Data —
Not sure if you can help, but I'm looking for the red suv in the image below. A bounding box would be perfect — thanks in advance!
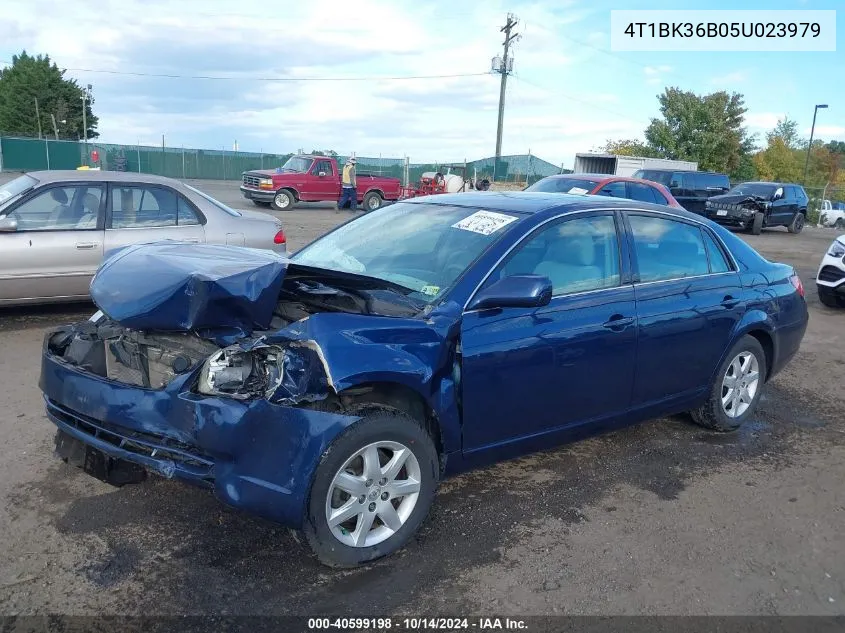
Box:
[525,174,683,209]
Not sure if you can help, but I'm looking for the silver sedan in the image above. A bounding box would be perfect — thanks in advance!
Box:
[0,170,287,305]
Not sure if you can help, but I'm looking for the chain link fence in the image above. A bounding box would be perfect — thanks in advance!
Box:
[0,137,561,185]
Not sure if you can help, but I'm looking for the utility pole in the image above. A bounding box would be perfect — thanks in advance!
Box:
[35,97,41,139]
[491,13,519,181]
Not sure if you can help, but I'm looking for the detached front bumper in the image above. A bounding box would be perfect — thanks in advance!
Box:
[704,209,757,229]
[241,185,276,202]
[39,340,357,528]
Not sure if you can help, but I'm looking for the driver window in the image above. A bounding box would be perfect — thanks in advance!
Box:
[8,185,103,231]
[491,215,621,296]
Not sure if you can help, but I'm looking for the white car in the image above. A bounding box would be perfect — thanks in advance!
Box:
[816,235,845,308]
[819,200,845,229]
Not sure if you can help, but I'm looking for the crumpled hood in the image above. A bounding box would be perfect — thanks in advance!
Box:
[91,242,289,336]
[708,194,765,204]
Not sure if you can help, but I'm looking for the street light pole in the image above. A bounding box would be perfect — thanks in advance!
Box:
[801,103,827,186]
[80,84,92,165]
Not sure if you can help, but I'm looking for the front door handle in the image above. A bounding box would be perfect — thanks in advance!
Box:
[720,295,739,310]
[602,314,634,332]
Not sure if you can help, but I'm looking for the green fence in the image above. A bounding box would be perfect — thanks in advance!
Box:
[0,137,560,184]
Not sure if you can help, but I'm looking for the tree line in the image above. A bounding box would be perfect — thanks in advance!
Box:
[602,88,845,187]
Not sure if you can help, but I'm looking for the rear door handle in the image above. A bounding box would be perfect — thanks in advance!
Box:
[602,314,634,332]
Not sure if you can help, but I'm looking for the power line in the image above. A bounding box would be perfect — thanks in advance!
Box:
[0,59,490,82]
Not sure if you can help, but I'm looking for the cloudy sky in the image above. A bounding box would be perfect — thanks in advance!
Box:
[0,0,845,166]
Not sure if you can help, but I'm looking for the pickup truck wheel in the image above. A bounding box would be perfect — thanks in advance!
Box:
[787,211,804,233]
[271,189,296,211]
[362,191,384,211]
[303,406,440,567]
[690,334,766,432]
[749,211,765,235]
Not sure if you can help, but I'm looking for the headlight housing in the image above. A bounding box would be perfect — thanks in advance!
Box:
[827,240,845,257]
[197,345,284,400]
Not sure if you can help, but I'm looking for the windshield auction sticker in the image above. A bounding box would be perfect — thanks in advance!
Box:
[610,9,836,52]
[452,211,516,235]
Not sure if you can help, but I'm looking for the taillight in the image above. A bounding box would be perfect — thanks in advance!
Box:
[789,273,804,297]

Work to do — Reproduce everything from the first of the lines above down to the line containing "[525,174,683,209]", both ends included, with no changes. Leave the pictures out of your answer.

Solution for this task —
Not sure if you can help, but I'm looking for the red suv in the image below. A bounding box would be perfect — thanks in advance!
Box:
[525,174,683,209]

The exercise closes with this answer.